▸ DIRECTIVE
Count the lines of the material below that contain the string "bowl", and give only that number.

>> begin

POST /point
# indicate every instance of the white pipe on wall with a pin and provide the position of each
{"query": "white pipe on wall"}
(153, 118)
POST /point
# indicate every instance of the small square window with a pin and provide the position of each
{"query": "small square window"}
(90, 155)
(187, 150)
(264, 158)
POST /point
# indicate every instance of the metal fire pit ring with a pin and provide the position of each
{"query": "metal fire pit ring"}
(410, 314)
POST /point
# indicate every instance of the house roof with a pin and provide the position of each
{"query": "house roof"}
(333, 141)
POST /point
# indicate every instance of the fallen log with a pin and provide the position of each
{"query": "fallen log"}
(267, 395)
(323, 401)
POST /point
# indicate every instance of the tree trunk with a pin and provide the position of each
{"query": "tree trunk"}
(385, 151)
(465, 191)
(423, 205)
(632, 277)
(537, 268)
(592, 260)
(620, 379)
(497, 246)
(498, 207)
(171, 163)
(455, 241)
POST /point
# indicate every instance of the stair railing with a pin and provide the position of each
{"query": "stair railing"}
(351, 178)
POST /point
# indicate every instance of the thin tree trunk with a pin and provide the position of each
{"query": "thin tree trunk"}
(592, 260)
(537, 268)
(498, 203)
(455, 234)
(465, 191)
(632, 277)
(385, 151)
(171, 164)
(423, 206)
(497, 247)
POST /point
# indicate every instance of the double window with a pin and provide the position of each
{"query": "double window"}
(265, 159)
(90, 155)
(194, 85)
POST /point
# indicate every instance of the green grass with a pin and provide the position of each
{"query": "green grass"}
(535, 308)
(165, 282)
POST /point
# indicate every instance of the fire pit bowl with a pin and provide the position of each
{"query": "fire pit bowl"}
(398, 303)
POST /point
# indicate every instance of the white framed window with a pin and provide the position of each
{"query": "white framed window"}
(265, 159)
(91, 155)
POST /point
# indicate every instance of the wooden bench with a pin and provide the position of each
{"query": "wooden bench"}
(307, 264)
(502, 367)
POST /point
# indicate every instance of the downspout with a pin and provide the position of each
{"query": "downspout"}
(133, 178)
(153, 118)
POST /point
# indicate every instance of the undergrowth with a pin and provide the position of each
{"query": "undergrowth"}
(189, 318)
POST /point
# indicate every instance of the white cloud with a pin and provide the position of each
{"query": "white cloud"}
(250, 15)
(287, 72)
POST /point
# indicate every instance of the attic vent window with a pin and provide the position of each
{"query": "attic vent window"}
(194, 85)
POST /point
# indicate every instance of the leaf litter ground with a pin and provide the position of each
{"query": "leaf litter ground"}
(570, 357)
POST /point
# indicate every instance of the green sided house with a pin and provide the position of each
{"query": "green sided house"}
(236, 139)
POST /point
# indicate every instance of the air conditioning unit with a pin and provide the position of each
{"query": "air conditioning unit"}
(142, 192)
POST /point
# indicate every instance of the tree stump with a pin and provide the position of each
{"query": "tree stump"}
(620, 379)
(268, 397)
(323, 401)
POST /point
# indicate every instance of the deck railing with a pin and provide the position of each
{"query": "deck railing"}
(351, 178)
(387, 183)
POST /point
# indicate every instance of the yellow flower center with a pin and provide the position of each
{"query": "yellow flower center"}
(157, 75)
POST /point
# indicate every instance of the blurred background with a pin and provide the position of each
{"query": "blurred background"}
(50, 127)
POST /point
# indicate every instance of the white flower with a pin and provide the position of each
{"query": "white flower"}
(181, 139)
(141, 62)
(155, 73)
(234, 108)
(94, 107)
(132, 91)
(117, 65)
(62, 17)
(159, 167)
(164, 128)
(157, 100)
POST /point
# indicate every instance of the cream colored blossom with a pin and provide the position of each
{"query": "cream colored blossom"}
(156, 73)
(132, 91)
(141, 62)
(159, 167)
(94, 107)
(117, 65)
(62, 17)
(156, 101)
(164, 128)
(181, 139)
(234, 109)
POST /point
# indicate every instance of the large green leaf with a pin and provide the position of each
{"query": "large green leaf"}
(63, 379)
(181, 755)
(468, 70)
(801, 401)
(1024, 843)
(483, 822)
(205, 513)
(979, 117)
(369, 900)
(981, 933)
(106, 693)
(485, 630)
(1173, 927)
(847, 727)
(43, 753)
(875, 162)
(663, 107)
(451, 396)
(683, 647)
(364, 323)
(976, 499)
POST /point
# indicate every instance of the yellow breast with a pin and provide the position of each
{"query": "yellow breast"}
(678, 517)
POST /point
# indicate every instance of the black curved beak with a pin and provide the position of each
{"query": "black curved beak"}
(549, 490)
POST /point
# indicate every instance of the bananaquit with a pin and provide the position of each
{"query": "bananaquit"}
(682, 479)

>> end
>> begin

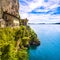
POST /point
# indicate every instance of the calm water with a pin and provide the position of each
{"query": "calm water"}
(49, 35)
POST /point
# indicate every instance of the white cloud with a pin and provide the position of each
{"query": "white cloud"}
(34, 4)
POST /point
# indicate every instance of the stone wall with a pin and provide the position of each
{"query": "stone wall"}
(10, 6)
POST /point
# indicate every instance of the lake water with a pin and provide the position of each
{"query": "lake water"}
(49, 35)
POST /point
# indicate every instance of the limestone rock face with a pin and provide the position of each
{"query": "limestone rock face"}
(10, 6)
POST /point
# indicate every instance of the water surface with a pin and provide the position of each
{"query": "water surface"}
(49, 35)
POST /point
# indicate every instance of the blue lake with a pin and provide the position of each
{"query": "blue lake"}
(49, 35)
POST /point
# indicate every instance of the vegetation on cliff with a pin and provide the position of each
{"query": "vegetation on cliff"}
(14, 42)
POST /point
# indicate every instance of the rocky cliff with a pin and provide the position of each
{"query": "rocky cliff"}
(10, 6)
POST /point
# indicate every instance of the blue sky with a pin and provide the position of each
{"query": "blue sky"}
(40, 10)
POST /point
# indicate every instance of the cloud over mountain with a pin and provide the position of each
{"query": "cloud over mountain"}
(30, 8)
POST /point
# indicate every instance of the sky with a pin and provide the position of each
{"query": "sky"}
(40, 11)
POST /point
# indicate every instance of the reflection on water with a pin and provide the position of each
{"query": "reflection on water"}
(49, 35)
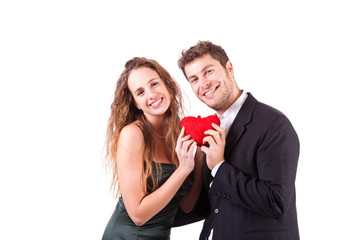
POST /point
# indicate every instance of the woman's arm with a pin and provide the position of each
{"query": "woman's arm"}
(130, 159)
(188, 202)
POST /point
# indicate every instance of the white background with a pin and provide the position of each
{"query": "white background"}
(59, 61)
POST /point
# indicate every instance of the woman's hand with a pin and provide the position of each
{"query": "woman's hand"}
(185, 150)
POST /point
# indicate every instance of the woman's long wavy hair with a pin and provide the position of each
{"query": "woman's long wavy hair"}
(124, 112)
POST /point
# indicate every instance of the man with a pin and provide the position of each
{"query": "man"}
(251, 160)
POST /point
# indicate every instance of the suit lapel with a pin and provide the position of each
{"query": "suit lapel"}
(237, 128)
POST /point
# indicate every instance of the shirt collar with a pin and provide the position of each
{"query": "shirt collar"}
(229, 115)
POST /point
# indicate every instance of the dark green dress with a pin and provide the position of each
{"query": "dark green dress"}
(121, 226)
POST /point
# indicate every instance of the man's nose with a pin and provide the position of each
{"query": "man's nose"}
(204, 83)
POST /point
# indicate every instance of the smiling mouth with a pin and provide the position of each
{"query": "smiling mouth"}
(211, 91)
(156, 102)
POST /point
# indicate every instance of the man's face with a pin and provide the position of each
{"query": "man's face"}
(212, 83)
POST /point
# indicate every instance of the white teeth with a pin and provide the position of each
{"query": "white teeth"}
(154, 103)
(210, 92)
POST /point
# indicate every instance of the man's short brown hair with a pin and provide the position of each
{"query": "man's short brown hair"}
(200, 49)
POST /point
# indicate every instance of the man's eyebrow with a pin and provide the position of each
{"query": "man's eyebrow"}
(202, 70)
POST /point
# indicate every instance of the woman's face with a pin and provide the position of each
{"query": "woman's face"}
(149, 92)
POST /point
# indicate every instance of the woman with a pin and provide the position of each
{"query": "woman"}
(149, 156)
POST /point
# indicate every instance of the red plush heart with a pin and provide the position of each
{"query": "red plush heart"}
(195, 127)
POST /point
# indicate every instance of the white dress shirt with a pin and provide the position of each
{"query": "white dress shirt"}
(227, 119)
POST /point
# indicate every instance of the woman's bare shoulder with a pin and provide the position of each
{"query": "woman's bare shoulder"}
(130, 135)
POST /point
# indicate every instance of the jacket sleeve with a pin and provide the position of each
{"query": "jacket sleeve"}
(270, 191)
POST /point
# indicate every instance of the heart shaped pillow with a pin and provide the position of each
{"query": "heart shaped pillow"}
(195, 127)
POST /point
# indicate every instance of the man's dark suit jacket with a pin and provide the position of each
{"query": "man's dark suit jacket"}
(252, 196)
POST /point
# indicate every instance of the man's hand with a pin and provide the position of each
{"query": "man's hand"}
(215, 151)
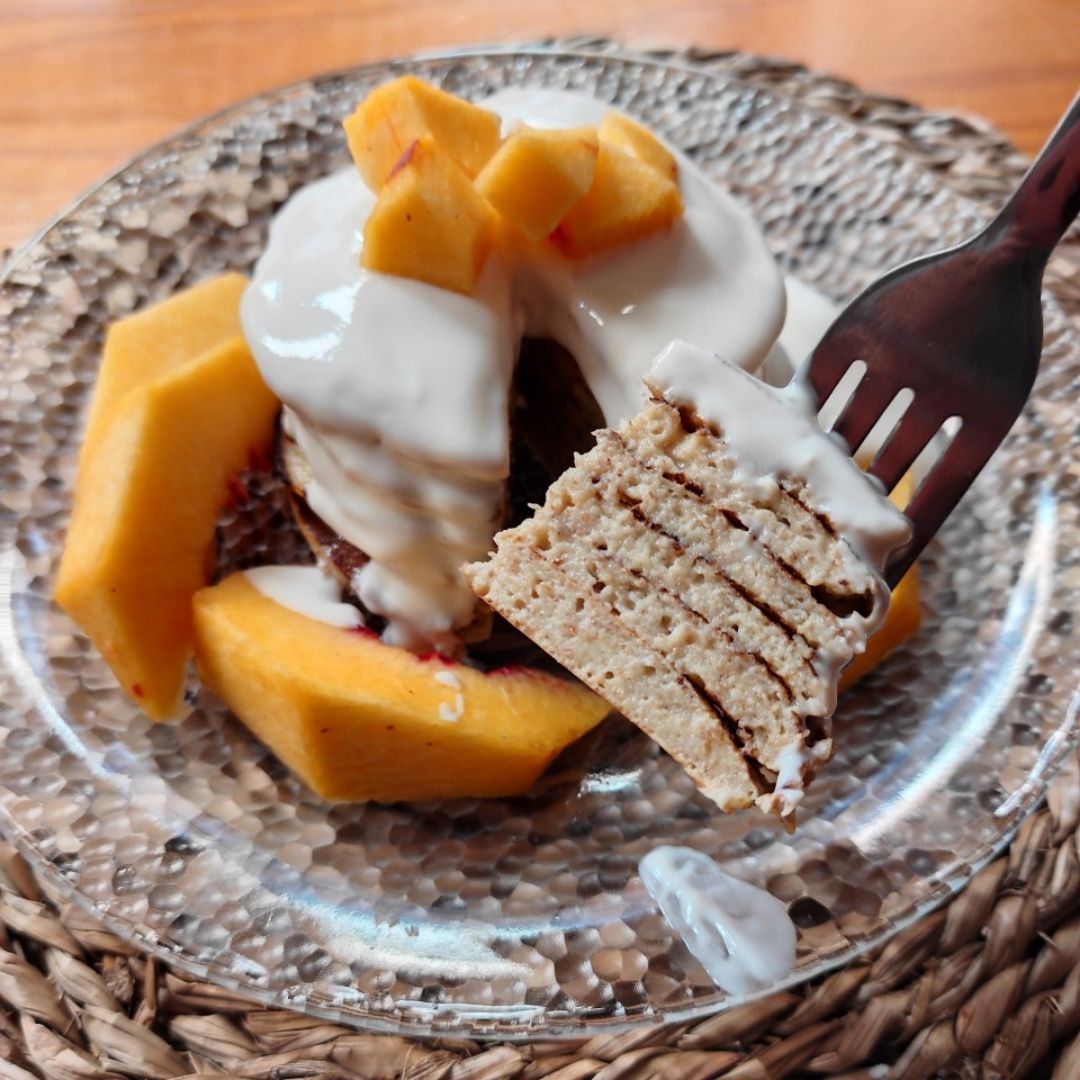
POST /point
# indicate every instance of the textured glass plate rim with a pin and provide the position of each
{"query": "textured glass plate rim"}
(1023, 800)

>> end

▸ ANSWER TO THE EXERCISE
2